→ **INSTRUCTIONS FOR THE TASK**:
Your task is to copy every record exactly.

(Point labeling examples)
........
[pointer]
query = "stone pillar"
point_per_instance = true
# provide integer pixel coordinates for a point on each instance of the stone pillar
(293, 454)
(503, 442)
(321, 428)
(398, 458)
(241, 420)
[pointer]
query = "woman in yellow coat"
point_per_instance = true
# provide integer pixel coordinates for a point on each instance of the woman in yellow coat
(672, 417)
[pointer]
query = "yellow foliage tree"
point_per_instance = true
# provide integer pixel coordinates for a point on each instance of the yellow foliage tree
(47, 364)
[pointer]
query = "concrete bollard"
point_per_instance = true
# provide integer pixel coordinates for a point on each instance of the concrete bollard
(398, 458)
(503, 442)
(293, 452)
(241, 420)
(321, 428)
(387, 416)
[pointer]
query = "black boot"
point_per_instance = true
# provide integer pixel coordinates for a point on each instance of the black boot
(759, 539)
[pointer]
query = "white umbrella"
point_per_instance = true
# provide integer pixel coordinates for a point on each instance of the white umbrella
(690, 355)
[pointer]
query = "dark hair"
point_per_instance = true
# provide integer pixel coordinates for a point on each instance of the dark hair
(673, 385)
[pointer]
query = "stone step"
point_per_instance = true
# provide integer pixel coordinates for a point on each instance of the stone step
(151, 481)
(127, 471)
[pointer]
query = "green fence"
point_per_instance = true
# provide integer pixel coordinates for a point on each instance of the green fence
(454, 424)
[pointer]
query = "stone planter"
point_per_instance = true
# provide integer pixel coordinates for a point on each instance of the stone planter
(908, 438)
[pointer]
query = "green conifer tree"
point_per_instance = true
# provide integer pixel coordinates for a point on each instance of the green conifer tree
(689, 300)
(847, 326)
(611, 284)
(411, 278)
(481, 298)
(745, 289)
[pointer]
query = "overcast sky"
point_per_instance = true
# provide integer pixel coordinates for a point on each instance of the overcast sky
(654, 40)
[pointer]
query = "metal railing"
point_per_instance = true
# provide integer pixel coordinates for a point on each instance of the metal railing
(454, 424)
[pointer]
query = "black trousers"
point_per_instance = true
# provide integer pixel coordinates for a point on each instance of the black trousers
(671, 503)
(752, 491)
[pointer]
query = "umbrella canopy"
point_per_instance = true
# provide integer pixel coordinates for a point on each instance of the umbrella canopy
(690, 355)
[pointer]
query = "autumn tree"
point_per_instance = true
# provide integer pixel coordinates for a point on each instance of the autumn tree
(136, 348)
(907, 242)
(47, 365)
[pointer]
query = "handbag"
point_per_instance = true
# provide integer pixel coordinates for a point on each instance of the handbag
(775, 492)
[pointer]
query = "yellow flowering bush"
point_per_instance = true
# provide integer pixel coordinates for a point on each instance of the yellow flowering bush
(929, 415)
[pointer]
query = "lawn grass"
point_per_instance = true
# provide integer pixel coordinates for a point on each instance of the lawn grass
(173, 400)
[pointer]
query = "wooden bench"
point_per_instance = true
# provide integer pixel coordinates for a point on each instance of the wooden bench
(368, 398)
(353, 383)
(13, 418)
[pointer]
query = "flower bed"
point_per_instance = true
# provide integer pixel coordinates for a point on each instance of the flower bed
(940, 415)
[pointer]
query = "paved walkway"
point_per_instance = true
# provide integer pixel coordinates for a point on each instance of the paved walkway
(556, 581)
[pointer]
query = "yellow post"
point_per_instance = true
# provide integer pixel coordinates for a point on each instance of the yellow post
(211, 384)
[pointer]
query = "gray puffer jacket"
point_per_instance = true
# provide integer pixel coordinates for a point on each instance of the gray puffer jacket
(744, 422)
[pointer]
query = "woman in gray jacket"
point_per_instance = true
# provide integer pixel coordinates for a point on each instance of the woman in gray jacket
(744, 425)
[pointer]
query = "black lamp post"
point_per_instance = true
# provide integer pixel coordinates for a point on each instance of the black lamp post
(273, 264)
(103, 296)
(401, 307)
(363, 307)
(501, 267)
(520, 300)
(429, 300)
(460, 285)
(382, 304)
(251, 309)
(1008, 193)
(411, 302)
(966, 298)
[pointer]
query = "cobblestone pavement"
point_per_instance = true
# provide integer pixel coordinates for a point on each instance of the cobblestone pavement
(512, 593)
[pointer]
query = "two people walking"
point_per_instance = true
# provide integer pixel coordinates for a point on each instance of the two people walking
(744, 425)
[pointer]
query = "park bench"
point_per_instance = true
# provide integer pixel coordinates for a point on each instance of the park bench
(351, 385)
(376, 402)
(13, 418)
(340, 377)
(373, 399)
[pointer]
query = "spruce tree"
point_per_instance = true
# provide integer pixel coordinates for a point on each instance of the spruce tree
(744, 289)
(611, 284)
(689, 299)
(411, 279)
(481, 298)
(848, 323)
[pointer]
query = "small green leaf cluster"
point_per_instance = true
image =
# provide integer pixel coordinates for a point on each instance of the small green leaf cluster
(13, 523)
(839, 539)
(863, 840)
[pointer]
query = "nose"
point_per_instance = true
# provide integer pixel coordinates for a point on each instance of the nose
........
→ **RESULT BELOW**:
[pointer]
query = "stone pillar"
point_per_instance = true
# provide integer pixel coordinates for a point on each instance of the stone pillar
(293, 454)
(503, 442)
(321, 428)
(398, 458)
(241, 420)
[pointer]
query = "woman in yellow coat"
point_per_instance = true
# provide integer pixel coordinates for a point on each instance of the woman in yellow coat
(672, 417)
[pointer]
query = "yellow foliage tree"
point_per_instance = true
# provide integer pixel coordinates for a point on each instance of the yellow foliage tree
(47, 364)
[pointer]
query = "concrete bollard"
point_per_instance = true
# provide integer pixel coordinates for a point on each instance of the concrete bollard
(398, 458)
(503, 442)
(293, 452)
(241, 420)
(321, 428)
(387, 416)
[pointer]
query = "black boot"
point_per_instance = true
# provide integer pixel coordinates for a point on each instance of the black boot
(759, 539)
[pointer]
query = "white umbrella"
point_per_instance = true
# provide integer pixel coordinates for a point on each instance of the white umbrella
(690, 355)
[pointer]
query = "dark hair"
point_per_instance = true
# provide integer pixel coordinates for a point on each instance of the dark hair
(673, 385)
[pointer]
query = "stone step"
point_per_instance = true
# provide integer pixel coordinates for a point on each instance of the stone step
(151, 481)
(127, 471)
[pointer]
query = "green fence"
point_per_instance = true
# provide integer pixel coordinates for a point on each instance of the green fence
(454, 424)
[pointer]
query = "stone planter"
point_per_instance = true
# provide integer pixel coordinates for a point on each instance of the stone planter
(908, 438)
[pointer]
query = "green conifer tree"
point_per_instance = true
# provide integer pixel coordinates for a point on each instance of the green conifer tree
(689, 300)
(847, 326)
(611, 284)
(411, 278)
(481, 298)
(745, 289)
[pointer]
query = "overcast sky"
point_per_instance = true
# provide integer pixel coordinates for a point on each instance of the overcast sky
(654, 40)
[pointer]
query = "metal railing"
point_per_instance = true
# provide integer pixel coordinates for a point on each instance of the metal railing
(454, 424)
[pointer]
query = "black trousers"
point_per_instance = true
# provide integer pixel coordinates for a point on each instance of the black trousers
(671, 503)
(752, 491)
[pointer]
query = "umbrella canopy"
point_per_instance = true
# provide integer pixel coordinates for a point on each instance of the umbrella canopy
(690, 355)
[pointer]
query = "autumn tree"
point_per_instance = true
# provide integer pixel coordinates for a point on each instance of the autumn tree
(136, 348)
(907, 242)
(47, 365)
[pointer]
query = "handbag"
point_per_instance = true
# provide integer pixel coordinates for a point on each instance of the handbag
(775, 492)
[pointer]
query = "yellow flowering bush"
point_per_instance = true
# provide integer pixel coordinates for a point on each instance of the yellow flowering bush
(929, 415)
[pointer]
query = "lawn grass"
point_per_instance = true
# provide integer pixel coordinates for a point on each instance of the lawn grass
(173, 400)
[pointer]
query = "wooden bench"
point_per_instance = true
# provide integer pixel coordinates for a point on each instance of the wooden bench
(368, 398)
(353, 383)
(13, 418)
[pointer]
query = "flower bed"
point_per_instance = true
# provide integer pixel coordinates for a point on each instance of the flower bed
(940, 415)
[pointer]
query = "paved walkway"
point_per_instance = true
# provide integer pixel coordinates for a point on each instance of the paved walkway
(556, 581)
[pointer]
query = "yellow post"
point_per_instance = true
# provide integer pixel coordinates for a point on each instance of the yellow post
(211, 384)
[pointer]
query = "gray puffer jacket"
point_per_instance = true
# provide integer pixel coordinates for a point on each instance of the gray puffer jacket
(744, 422)
[pointer]
query = "woman in gray jacket"
point_per_instance = true
# provide integer pixel coordinates for a point on each instance of the woman in gray jacket
(744, 425)
[pointer]
query = "black lamp post"
point_per_instance = true
# provide integer pixel coordinates for a point on each instance of the black lamp post
(273, 264)
(103, 296)
(401, 307)
(363, 307)
(501, 267)
(520, 300)
(429, 300)
(460, 285)
(382, 304)
(251, 309)
(1008, 193)
(411, 302)
(966, 298)
[pointer]
query = "cobblestone pavement"
point_per_instance = true
# provide integer pixel coordinates for a point on each instance of the cobblestone pavement
(512, 593)
[pointer]
query = "two people walking"
point_per_instance = true
# provide integer pixel coordinates for a point on each instance of the two people walking
(744, 425)
[pointer]
query = "park bench"
point_per_instance = true
# provide integer pixel coordinates for a point on each instance of the park bench
(351, 385)
(376, 402)
(13, 418)
(340, 377)
(373, 399)
[pointer]
query = "spruce tree"
point_per_instance = true
# provide integer pixel coordinates for a point on each instance of the spruce tree
(744, 289)
(611, 284)
(689, 299)
(411, 279)
(481, 298)
(848, 323)
[pointer]
query = "small green leaf cluster"
point_per_instance = true
image =
# provide integer pixel coordinates for a point on each instance of the small green leaf cluster
(13, 523)
(839, 539)
(863, 840)
[pointer]
query = "nose"
point_per_instance = true
# provide integer pixel coordinates for a point on each instance of the nose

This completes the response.